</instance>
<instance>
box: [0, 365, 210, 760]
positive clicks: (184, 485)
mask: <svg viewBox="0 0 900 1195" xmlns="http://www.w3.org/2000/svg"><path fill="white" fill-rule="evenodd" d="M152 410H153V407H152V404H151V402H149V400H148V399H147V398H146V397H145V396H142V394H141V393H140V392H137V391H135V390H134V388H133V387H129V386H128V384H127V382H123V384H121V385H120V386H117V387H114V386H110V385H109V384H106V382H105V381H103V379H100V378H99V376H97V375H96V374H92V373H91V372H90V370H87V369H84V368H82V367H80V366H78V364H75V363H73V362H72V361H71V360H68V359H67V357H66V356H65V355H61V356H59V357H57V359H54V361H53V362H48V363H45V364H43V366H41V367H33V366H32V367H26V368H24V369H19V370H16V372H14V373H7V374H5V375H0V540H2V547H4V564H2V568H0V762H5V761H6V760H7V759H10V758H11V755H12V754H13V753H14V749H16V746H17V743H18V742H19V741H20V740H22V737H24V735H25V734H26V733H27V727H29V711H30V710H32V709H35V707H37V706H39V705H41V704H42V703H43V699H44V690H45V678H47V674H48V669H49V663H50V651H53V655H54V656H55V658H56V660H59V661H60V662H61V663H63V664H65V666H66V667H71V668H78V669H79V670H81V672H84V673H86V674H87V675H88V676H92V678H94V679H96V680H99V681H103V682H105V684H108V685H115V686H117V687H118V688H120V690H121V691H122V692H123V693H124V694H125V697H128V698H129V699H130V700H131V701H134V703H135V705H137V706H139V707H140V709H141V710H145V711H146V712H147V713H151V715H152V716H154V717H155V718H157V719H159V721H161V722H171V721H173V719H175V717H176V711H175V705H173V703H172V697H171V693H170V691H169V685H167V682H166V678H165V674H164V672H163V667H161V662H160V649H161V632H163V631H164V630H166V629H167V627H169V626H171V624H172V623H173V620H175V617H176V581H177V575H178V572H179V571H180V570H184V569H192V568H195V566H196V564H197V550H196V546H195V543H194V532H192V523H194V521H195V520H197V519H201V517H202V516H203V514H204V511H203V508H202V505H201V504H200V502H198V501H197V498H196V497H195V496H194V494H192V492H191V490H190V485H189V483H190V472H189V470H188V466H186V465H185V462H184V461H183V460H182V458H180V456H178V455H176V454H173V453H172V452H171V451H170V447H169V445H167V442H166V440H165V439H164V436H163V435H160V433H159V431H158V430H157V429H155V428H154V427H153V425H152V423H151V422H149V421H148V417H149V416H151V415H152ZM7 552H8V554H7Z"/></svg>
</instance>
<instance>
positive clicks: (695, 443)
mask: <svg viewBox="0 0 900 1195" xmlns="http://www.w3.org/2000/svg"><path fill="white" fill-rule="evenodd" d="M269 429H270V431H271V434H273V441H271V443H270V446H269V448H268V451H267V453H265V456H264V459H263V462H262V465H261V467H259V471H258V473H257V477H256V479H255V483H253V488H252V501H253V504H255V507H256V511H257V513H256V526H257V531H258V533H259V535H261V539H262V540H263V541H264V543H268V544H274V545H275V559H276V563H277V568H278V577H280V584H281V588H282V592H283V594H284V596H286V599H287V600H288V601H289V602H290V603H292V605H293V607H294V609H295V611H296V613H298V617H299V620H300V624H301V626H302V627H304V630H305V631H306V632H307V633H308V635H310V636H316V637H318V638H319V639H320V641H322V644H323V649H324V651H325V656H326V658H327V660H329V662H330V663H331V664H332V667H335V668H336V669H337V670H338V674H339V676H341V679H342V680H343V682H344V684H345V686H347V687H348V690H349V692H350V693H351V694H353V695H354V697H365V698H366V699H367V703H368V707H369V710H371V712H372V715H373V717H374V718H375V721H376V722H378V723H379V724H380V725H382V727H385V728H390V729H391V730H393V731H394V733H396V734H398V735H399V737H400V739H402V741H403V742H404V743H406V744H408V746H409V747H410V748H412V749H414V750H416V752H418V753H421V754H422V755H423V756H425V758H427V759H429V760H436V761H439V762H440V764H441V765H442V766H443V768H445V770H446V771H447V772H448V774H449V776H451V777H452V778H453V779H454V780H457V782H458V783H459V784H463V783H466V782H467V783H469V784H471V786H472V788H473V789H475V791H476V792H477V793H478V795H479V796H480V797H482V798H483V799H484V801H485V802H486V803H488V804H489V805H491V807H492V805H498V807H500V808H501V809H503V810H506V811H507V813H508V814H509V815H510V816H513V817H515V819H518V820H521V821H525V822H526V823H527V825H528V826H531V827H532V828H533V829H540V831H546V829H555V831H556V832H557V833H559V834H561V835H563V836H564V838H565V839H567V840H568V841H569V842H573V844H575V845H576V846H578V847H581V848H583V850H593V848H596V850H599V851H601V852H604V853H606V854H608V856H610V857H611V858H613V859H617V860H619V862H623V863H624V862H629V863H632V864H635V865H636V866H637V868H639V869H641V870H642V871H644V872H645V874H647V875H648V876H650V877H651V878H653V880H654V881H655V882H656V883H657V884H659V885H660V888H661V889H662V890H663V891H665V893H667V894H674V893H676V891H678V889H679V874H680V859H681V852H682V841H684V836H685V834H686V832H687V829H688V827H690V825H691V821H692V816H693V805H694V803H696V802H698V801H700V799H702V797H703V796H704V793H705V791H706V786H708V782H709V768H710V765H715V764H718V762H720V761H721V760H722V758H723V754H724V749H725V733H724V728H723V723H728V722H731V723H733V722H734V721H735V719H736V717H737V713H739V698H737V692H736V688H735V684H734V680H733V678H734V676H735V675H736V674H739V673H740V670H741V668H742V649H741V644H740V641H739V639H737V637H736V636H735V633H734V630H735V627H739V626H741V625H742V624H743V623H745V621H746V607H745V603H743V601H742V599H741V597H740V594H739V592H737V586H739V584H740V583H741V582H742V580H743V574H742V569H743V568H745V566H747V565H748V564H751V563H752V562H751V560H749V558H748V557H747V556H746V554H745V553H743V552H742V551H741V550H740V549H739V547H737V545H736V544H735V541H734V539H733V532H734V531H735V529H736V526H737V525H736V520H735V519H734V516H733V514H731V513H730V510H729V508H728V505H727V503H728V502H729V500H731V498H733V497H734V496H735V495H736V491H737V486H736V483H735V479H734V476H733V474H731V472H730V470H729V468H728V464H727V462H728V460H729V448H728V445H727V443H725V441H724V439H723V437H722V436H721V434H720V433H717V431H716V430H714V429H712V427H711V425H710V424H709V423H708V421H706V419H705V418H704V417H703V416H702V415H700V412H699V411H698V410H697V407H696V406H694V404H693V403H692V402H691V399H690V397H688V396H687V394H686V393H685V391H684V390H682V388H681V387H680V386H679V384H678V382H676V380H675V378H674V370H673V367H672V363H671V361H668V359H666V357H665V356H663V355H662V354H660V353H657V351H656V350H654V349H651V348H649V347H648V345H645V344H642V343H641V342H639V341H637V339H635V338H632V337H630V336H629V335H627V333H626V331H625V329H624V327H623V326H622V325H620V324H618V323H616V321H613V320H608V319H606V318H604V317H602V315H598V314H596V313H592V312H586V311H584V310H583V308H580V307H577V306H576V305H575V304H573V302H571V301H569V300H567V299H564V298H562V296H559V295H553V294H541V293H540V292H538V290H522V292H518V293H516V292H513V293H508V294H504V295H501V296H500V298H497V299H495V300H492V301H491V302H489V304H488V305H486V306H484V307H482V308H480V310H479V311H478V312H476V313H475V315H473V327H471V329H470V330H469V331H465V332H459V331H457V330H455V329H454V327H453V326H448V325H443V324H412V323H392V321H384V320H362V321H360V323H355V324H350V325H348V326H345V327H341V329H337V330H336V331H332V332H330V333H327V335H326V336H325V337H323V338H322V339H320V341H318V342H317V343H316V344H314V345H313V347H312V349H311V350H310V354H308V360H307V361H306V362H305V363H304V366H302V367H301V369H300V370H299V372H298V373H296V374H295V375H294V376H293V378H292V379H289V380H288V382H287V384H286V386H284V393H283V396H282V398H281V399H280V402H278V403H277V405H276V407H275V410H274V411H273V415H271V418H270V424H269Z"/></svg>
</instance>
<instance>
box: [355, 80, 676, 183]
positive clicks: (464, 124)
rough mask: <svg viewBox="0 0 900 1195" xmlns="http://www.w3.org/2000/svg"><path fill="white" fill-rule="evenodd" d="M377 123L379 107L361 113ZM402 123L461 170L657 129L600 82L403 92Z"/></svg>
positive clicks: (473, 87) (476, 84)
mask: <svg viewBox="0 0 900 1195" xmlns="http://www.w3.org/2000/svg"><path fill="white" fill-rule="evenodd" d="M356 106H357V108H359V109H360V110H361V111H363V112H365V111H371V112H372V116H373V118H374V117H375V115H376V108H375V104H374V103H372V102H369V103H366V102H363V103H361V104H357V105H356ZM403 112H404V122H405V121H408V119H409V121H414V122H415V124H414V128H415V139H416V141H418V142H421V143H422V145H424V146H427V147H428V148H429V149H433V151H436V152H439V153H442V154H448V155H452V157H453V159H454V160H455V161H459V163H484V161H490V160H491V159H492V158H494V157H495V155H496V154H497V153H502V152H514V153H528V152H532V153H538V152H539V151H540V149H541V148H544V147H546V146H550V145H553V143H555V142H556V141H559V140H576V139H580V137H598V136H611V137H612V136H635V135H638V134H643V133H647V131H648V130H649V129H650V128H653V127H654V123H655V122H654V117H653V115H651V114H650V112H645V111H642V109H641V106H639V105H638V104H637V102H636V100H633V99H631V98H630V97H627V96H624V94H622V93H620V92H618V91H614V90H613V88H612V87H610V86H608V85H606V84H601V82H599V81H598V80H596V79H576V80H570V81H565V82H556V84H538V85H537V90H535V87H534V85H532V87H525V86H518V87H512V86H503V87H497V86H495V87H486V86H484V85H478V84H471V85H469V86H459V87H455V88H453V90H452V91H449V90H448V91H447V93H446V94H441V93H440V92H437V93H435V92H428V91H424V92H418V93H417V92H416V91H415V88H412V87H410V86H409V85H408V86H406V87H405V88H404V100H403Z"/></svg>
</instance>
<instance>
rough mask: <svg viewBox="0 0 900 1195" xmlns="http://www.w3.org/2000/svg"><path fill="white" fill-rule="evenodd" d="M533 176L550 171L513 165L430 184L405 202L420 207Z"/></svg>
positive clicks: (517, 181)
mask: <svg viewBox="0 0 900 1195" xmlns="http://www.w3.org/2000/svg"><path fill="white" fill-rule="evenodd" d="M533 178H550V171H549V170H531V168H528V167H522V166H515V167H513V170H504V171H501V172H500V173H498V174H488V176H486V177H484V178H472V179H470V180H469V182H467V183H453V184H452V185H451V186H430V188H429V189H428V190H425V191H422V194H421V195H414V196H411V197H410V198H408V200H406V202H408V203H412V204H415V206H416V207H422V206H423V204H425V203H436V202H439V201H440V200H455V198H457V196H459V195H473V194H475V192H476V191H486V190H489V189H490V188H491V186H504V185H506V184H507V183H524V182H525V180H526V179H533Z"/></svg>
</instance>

#### Work required
Look above for the line with "box: [355, 80, 676, 183]" and the line with "123L379 107L361 113ZM402"; transcribe both and all lines in between, exactly, and nothing else.

#### Exercise answer
box: [355, 80, 676, 183]
positive clicks: (464, 124)
rough mask: <svg viewBox="0 0 900 1195" xmlns="http://www.w3.org/2000/svg"><path fill="white" fill-rule="evenodd" d="M377 123L379 107L361 113ZM402 123L461 170L657 129L600 82L403 92Z"/></svg>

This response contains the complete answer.